SET TASK
Could you copy every one of the records below word for word, leaving out the pictures?
═══ SUPPLIED RECORDS ═══
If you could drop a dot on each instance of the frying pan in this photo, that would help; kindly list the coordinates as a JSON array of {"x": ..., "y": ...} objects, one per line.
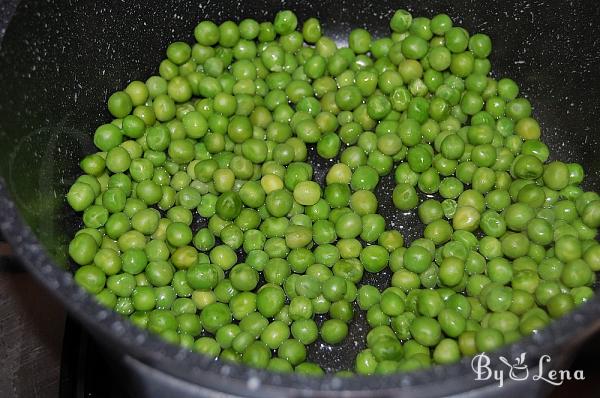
[{"x": 59, "y": 60}]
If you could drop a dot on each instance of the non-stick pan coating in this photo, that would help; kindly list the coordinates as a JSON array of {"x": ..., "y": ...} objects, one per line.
[{"x": 60, "y": 60}]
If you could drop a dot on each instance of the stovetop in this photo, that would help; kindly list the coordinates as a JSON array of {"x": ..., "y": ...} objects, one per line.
[{"x": 47, "y": 354}]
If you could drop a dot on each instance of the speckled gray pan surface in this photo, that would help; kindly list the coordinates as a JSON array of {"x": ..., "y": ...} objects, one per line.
[{"x": 59, "y": 60}]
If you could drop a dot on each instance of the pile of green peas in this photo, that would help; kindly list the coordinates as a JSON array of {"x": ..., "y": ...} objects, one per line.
[{"x": 203, "y": 224}]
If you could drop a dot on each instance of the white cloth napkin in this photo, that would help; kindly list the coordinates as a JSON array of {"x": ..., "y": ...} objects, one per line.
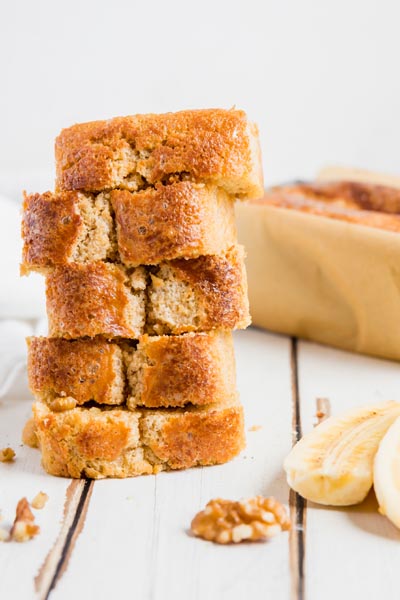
═══
ANSWER TO THE EXERCISE
If you could drop a dot on each instance of the frying pan in this photo, that would help; kindly list the coordinates as a JSON array of {"x": ..., "y": ...} objects, one per line.
[{"x": 59, "y": 60}]
If you could drop a dot on each instance of the non-stick pan coating in this photo, that would help; kindly list the coordinates as a JSON array of {"x": ..., "y": ...} objects, one per line.
[{"x": 60, "y": 60}]
If you could drop a dot on each instance of the stovetop in this photo, that would help; kindly list the coordinates as a JSON array of {"x": ..., "y": ...} objects, one per line.
[{"x": 47, "y": 354}]
If you could drop a dot on each instance of the speckled gray pan surface in this photo, that would help; kindly list the coordinates as a JSON array of {"x": ..., "y": ...} objects, one per line.
[{"x": 59, "y": 60}]
If you could drop a dot on each instance of the pile of green peas in this photo, that would help; kindly list the coordinates as a JSON array of {"x": ..., "y": ...} objects, one per line.
[{"x": 203, "y": 224}]
If you could drop a dot on each instance of the white cloth napkin in this photo, that would help; kindly list the coordinates as a JSON array of {"x": ..., "y": ...} objects, one per line.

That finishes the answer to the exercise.